Things to do:
A – In the passage about Fr. Reinhold's views on church architecture, when and where were the lectures in Speaking of Liturgical Architecture delivered?
B – Write the next part of the passage about Fr. Reinhold's views on church architecture, picking up after its final sentence.

Text provided:
Although published in 1952, the lectures contained in Speaking of Liturgical Architecture were actually delivered several years earlier, during the summer of 1947, at “the first liturgical summer school at the University of Notre Dame.”4 Given that these lectures were delivered some fifteen years before the Second Vatican Council began, whatever faults Fr. Reinhold may be guilty of, it would be something of a stretch to blame them on the Council. And, although it is certainly true that Fr. Reinhold may have held in the 1940s and 1950s some of the same ideas that brought about the liturgical reforms of the Council, it is not primarily his ideas about liturgy that are the problem, it is his ideas about architecture. And those ideas are identifiably and undeniably modernist.

Form Follows Function: Functionalism and Modern Church Architecture
Take, for example, the most prominent principle of church design in Fr. Reinhold’s book. The point of publishing these lectures, according to the book’s foreword, was “to focus attention on some simple but basic liturgical requirements in the building and decoration of Catholic churches.” Indeed, this thesis is repeated throughout the book: namely, that the rules governing the building of churches must be derived from their liturgical function. “One thing it is safe to say,” says Fr. Reinhold, “[a church’s] liturgical, sacramental function ought to be the determining factor [in its design].” He expresses his approach to church architecture very clearly: “We are trying to find a principle for our procedure in the liturgy itself.” The title of the book, after all, is not Speaking of Church Architecture, but rather Speaking of Liturgical Architecture. What may at first seem like an innocent, even appropriate, principle of church architecture—design the church with the liturgy in mind—will become in the hands of Fr. Reinhold and his successors a means of forcing all churches to conform themselves to a fundamental principle of modernist design.

Supplied material:
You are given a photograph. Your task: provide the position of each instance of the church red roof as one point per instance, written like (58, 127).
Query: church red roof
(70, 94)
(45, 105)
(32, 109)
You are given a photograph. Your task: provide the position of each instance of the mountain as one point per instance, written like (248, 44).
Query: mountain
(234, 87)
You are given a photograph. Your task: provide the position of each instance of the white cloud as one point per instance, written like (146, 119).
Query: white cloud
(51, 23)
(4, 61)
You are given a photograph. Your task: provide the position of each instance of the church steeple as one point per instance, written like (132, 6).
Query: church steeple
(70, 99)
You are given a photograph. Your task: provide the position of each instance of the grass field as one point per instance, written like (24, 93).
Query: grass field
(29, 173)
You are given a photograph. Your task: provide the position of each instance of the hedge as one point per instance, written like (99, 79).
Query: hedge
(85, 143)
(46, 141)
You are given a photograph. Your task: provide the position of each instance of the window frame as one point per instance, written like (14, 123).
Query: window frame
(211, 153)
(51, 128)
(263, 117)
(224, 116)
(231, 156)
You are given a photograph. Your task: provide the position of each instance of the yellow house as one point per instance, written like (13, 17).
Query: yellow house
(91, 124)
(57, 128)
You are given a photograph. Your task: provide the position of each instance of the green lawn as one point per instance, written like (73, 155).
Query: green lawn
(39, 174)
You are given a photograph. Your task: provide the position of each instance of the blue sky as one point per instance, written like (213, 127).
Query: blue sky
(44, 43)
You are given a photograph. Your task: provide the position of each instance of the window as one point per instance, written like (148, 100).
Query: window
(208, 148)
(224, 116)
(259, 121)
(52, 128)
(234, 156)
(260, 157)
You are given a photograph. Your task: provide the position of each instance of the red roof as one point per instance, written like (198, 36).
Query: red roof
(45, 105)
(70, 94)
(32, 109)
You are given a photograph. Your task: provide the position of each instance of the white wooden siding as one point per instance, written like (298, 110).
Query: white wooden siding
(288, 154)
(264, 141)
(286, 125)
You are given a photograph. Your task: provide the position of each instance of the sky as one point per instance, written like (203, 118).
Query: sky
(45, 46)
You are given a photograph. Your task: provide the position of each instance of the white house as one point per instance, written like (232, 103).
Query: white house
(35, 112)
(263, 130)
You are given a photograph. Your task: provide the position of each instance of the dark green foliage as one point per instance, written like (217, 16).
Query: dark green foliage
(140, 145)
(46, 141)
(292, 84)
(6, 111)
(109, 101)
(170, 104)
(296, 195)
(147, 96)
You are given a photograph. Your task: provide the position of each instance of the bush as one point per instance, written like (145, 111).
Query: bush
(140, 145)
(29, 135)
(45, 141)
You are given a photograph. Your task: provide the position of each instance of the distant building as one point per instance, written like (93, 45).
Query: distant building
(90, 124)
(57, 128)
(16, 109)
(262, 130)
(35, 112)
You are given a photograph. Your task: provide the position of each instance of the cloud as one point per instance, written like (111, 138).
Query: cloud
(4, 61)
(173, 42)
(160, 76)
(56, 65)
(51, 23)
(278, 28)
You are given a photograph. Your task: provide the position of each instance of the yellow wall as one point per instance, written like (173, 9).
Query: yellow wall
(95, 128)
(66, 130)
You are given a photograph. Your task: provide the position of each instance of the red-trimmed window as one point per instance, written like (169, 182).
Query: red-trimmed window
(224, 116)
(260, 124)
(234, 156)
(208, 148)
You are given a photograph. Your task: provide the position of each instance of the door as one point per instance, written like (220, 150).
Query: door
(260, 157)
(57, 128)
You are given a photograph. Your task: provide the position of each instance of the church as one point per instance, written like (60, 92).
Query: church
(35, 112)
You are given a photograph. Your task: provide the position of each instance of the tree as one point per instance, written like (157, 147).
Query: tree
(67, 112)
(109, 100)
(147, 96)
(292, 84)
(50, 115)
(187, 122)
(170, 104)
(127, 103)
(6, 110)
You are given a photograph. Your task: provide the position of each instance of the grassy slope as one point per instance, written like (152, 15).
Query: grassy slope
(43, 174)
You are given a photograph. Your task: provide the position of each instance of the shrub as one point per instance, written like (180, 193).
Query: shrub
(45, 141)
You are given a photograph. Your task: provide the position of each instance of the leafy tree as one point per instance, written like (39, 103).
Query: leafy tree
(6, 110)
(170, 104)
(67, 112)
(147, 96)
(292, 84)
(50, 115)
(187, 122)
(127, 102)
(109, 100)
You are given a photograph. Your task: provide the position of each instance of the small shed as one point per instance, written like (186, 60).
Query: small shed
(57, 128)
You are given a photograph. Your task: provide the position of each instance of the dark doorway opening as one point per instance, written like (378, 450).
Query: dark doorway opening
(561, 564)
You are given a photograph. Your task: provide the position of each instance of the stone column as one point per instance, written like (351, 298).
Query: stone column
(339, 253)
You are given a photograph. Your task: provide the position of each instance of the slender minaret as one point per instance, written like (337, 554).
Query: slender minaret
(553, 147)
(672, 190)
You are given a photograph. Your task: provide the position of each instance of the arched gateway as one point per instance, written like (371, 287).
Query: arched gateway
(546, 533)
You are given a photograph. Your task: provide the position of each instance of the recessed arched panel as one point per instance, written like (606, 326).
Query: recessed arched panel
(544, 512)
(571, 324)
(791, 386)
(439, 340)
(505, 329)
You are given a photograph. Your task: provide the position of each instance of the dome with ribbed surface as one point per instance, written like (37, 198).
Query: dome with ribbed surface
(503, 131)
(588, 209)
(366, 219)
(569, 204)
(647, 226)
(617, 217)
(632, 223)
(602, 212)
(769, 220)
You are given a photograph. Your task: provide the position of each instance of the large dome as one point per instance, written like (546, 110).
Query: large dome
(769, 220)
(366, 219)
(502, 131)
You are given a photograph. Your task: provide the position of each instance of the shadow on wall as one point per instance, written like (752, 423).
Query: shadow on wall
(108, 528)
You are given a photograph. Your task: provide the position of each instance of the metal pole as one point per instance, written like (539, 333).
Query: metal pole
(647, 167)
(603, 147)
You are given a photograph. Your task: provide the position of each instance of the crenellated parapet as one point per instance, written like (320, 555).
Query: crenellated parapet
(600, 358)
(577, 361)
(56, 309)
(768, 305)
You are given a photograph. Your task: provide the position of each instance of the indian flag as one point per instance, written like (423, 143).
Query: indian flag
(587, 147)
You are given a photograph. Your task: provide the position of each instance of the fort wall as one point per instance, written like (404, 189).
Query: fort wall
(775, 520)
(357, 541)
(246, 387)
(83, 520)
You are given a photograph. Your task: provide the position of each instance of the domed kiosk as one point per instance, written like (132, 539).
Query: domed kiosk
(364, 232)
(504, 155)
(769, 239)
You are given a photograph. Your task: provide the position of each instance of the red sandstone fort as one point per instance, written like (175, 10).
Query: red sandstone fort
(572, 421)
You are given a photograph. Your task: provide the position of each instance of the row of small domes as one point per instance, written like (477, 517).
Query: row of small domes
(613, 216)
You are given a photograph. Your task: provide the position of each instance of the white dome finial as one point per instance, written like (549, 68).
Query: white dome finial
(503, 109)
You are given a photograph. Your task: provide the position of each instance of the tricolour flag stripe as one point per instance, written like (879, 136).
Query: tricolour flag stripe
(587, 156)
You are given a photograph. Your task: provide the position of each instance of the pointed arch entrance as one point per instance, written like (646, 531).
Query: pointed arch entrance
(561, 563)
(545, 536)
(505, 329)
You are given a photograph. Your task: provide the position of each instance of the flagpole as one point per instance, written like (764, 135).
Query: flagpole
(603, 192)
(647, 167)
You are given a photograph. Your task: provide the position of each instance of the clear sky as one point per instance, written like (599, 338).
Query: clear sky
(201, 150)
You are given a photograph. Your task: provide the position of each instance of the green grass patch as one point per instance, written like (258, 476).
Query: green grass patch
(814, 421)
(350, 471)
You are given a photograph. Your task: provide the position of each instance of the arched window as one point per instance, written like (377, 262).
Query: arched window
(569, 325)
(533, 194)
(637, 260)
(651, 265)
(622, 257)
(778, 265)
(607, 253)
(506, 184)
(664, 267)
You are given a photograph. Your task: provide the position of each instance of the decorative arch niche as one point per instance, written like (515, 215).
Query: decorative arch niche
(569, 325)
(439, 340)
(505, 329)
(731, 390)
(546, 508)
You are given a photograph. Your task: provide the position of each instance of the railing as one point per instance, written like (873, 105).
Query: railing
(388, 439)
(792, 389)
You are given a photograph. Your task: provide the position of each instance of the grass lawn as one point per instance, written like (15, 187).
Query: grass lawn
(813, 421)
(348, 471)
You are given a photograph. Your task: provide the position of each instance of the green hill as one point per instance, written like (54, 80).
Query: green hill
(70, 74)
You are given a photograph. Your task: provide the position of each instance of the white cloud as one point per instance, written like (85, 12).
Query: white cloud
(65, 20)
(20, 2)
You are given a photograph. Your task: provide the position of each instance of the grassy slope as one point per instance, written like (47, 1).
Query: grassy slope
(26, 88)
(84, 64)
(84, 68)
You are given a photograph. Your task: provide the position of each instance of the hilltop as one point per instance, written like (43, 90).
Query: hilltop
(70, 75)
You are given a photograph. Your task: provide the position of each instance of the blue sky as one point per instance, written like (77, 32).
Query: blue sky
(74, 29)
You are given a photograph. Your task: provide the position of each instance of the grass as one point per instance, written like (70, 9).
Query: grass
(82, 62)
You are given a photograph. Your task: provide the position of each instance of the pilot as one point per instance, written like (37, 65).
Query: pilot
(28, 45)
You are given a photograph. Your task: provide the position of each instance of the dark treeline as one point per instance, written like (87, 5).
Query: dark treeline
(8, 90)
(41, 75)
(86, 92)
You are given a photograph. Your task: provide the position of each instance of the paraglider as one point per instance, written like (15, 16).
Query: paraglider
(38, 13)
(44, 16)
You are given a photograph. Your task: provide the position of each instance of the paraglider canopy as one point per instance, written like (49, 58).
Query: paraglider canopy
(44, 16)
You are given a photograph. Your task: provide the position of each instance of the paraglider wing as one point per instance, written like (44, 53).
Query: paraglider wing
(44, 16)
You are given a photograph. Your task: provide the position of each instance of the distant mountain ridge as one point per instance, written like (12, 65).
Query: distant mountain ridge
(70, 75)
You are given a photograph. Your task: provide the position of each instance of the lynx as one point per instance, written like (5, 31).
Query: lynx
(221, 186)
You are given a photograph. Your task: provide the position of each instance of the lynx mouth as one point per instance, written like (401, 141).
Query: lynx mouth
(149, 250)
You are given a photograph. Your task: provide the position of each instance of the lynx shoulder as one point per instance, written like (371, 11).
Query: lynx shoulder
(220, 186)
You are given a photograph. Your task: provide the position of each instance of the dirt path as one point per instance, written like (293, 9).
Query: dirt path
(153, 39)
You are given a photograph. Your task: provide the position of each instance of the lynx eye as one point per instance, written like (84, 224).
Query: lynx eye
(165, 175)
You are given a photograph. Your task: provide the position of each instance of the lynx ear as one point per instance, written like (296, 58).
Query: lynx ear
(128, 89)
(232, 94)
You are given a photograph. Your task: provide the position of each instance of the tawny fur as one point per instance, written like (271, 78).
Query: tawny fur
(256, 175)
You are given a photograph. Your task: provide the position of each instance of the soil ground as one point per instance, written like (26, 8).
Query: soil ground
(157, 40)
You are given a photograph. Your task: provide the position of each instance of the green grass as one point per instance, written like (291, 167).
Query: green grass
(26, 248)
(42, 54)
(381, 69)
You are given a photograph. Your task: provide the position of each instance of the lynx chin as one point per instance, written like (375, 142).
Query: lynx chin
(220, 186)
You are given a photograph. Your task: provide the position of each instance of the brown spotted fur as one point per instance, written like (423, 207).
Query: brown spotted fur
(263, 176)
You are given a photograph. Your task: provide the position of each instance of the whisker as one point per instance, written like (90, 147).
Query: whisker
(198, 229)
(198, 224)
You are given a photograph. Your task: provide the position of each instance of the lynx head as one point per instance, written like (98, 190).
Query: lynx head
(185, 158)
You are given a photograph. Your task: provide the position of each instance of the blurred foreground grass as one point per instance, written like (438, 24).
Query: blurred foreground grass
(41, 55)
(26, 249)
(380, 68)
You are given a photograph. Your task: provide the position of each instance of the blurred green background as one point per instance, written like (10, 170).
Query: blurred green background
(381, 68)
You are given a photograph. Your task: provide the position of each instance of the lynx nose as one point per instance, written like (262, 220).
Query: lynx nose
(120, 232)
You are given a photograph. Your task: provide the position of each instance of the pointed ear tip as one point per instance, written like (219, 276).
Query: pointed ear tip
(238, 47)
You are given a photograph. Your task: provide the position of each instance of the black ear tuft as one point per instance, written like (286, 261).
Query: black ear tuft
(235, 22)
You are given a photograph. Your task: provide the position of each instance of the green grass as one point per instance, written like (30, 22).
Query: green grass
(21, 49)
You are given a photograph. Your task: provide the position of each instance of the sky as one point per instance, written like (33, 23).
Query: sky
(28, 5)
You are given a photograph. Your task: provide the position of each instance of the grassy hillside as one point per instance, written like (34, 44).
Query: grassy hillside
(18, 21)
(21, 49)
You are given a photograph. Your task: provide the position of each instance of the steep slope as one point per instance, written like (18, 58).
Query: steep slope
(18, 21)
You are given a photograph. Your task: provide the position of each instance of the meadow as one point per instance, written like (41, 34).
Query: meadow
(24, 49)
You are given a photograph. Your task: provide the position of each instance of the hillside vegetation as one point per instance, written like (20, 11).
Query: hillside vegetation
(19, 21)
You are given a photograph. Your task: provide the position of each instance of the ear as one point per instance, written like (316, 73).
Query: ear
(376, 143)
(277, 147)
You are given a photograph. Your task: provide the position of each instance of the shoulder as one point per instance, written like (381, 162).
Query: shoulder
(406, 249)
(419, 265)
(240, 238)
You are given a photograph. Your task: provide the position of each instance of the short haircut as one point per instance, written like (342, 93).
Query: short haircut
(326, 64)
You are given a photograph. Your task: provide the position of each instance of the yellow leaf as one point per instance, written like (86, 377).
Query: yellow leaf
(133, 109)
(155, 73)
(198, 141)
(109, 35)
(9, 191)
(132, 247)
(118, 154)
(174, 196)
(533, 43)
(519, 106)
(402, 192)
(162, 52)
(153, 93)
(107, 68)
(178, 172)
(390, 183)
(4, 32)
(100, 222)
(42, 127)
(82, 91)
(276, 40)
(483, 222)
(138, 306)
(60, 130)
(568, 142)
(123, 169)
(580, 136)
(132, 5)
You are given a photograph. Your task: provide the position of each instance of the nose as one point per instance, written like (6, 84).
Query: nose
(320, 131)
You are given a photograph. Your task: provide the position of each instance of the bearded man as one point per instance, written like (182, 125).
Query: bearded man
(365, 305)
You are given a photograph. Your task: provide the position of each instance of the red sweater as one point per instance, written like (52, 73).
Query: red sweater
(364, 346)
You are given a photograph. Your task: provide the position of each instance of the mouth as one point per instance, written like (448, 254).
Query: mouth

Replies:
A – They were delivered during the summer of 1947 at the first liturgical summer school at the University of Notre Dame.

B –
So it is that the first major, bold-faced heading in Fr. Reinhold’s text instructs the prospective liturgical “expert” (and church designer) that the most basic principle to be followed in building churches is not “respect the liturgy,” but “form follows function.” Indeed, Fr. Reinhold starts out his book with a chapter entitled “Functional Characteristics” and develops his entire conception of church architecture from this starting-point. The principles of “form follows function” and “functionalism” were, of course, two of the most basic principles of modernist architecture. And although Fr. Reinhold denies repeatedly throughout his book that he is favoring any particular “style” of architecture over any other, it is telling that he bases his entire discussion of church architecture on these fundamental modernist principles.

So what does “functionalism” entail? If one thought that “functionalism” meant that a building’s form (or structure) should facilitate a certain function (or practical activity), such as worshipping or doing business or drinking coffee, then one would be mistaken. Modernist buildings are not especially “functional” in that sense—as when Mies van der Rohe designed windows that made the occupants of his skyscrapers feel as though they were going to fall fifty stories down to the street and then forbade them to put anything in front of the windows to cushion the effect of the vertigo;5 or when Frank Lloyd Wright forbade the residents of his houses to move the furniture or even to put new pictures on any of the walls. So too modernist churches tend not to be “functional” in terms of the practical requirements of the liturgy; there may be, for example, no way for the priest to process in, no freedom to have statuary in the nave, and often no prominent crucifix at the front. Thus, contrary to what Fr. Reinhold says, it is not exactly the requirements of the liturgy that are governing the design of churches.

By the same token, if one thought that “form follows function” meant that a building’s function should be recognizable from its form, one would also be sadly mistaken. Indeed, one of the most characteristic features of modernist architecture is that it obliterated the differences among building “types.” Whereas we used to recognize a building from what it “looked like,” and we gave it a name because of its form—we called a certain building a “church” because it had the recognizable form of a church, another a “bank” because it had the form of a bank—now if we take the “bank” sign off the bank and put the “church” sign on it, then it becomes a church. In fact, often, if not for the sign, it would be hard to tell the difference.

Fr. Reinhold instructs the prospective liturgical “expert” (and church designer) that the most basic principle to be followed in building churches is not “Respect the Liturgy” but “Form follows function.” Image: Speaking of Liturgical Architecture

Building from the Inside Out: Functionalism and the Principle of “Expressed Structure”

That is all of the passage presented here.